*Document:*

## Start

Member Reviews
Going back to my Kindle for a bit to read some of my latest advanced readers copies as getting a little behind (oops) so next on the list sees 'Amazing Grace Adams' by Fran Littlewood.
'Amazing Grace Adams' sees us join Grace in the middle of a crisis and, on the way to collecting her daughter's 16th birthday cake she finally snaps, life has just got too much. Stuck in traffic, she just decides to abandon her car and walk to the cake shop. She is determined to get her life back on track, she needs to fix what has drive her family apart and remind everyone just how amazing she is...
This book is written in a style where we are taken from present day life back to flashbacks of Grace's life and how the events of the past have shaped the current situation. It is very cleverly written and it does keep you guessing as to what secrets will be uncovered, all whilst highlighting the importance of just how strong woman can be to survive some of the worst things in life. It can be quite heavy at times and I did find it hard to connect with Grace as a character at certain points of the story due to the backwards and forwards style of story-telling.
It does however cover many female related issues such as wayward teenagers, relationship breakdowns, menopause and everything that life can throw at you and will have you in tears one minute and laughing and smiling the next.
3.5
This was a very touching story. I loved Grace the main character. The story was really endearing and heart breaking in parts. It’s definitely worth a read.

## End

*Records:*

## Start

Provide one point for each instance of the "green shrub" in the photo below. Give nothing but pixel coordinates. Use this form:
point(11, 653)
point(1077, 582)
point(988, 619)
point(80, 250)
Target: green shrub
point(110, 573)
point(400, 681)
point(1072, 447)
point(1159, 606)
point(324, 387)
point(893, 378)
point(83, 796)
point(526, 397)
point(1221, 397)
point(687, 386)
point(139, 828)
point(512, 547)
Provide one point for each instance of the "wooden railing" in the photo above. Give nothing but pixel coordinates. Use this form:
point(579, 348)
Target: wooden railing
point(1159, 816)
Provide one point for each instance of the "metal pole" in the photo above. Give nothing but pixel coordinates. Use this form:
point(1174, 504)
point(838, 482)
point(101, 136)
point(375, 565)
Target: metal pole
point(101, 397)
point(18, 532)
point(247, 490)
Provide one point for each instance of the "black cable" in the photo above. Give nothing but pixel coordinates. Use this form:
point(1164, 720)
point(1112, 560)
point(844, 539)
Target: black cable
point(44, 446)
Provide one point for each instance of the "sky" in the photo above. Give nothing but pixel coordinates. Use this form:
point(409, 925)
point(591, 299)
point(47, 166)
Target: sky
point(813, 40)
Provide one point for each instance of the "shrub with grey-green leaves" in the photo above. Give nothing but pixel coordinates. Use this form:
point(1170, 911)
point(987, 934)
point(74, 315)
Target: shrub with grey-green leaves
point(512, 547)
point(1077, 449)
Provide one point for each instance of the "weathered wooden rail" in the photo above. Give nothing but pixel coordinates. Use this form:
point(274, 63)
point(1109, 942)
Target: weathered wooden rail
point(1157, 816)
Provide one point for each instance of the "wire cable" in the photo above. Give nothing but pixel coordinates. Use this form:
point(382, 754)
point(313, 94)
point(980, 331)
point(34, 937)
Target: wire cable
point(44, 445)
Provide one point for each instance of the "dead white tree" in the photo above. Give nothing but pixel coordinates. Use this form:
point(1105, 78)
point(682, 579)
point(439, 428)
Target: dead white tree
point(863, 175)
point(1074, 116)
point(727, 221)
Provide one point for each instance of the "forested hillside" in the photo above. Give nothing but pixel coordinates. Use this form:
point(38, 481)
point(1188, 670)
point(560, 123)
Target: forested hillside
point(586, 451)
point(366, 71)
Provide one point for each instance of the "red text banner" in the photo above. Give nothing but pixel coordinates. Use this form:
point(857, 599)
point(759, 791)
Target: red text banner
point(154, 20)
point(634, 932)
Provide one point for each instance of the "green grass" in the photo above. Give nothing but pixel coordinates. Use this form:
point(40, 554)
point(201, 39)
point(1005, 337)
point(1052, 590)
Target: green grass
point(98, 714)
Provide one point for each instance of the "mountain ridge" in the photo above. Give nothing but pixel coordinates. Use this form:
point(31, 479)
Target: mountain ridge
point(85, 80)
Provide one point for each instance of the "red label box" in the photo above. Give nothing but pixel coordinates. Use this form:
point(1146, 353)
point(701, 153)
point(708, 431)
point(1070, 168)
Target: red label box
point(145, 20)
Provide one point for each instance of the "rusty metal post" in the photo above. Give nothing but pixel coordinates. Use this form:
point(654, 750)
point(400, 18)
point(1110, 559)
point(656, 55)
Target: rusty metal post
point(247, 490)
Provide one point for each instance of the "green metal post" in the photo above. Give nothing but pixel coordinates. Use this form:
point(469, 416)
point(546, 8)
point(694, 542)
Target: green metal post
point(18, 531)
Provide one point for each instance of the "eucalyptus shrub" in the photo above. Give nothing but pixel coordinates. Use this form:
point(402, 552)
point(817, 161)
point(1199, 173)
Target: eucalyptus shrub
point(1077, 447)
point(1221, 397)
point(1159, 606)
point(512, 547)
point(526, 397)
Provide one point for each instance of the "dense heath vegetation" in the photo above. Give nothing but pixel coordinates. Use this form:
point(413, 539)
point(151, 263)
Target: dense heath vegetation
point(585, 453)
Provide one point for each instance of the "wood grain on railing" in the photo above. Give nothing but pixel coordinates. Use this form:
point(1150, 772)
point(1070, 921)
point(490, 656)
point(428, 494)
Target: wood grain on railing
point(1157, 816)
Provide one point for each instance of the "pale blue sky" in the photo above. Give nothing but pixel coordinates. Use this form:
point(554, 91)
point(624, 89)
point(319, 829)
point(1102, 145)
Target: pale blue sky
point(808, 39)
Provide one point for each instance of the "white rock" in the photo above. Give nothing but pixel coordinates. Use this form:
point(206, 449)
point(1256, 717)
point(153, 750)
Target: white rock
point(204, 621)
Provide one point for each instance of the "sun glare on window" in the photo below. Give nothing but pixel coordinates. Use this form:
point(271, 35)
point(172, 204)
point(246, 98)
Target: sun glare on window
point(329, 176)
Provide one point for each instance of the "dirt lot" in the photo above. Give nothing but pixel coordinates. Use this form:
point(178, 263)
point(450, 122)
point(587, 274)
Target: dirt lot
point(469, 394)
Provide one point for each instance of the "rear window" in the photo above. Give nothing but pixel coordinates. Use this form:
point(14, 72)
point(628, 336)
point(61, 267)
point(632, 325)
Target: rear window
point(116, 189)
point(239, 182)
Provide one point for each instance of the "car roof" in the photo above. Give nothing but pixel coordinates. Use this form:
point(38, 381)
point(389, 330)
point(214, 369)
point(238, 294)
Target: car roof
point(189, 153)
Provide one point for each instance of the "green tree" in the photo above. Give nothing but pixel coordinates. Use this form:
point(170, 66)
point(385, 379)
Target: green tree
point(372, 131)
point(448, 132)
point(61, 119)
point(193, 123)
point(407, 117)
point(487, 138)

## End

*Challenge 1:*
Answer these questions from the member reviews:
(a) What is Grace on her way to collect when she snaps?
(b) What device does the first review say it is being read on?
(c) Which female-related issues does the book cover, according to the review?
*Challenge 2:* Sum up the member reviews in two sentences.
*Challenge 3:* Transcribe everything in the member reviews from "It does however" down to "worth a read.".

*Right answer 1:*
(a) Her daughter's 16th birthday cake.
(b) A Kindle.
(c) Wayward teenagers, relationship breakdowns and menopause.

*Right answer 2:* The member reviews discuss Fran Littlewood's 'Amazing Grace Adams', in which Grace, stuck in traffic on the way to collect her daughter's 16th birthday cake, abandons her car and sets out to fix what has driven her family apart, with the story moving between present-day life and flashbacks. One review calls it cleverly written and notes that it covers issues such as menopause and relationship breakdowns, though it can be heavy and Grace is at times hard to connect with, while another finds it touching, heartbreaking in parts and worth a read.

*Right answer 3:*
It does however cover many female related issues such as wayward teenagers, relationship breakdowns, menopause and everything that life can throw at you and will have you in tears one minute and laughing and smiling the next.
3.5
This was a very touching story. I loved Grace the main character. The story was really endearing and heart breaking in parts. It’s definitely worth a read.